YOUR OBJECTIVE> The answer must consist of each line below that contains the string "query".

(Point-per-instance localization data)

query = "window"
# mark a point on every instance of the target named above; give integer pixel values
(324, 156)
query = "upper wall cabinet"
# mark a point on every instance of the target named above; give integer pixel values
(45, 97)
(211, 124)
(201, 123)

EXERCISE ANSWER>
query = "window"
query = "upper wall cabinet"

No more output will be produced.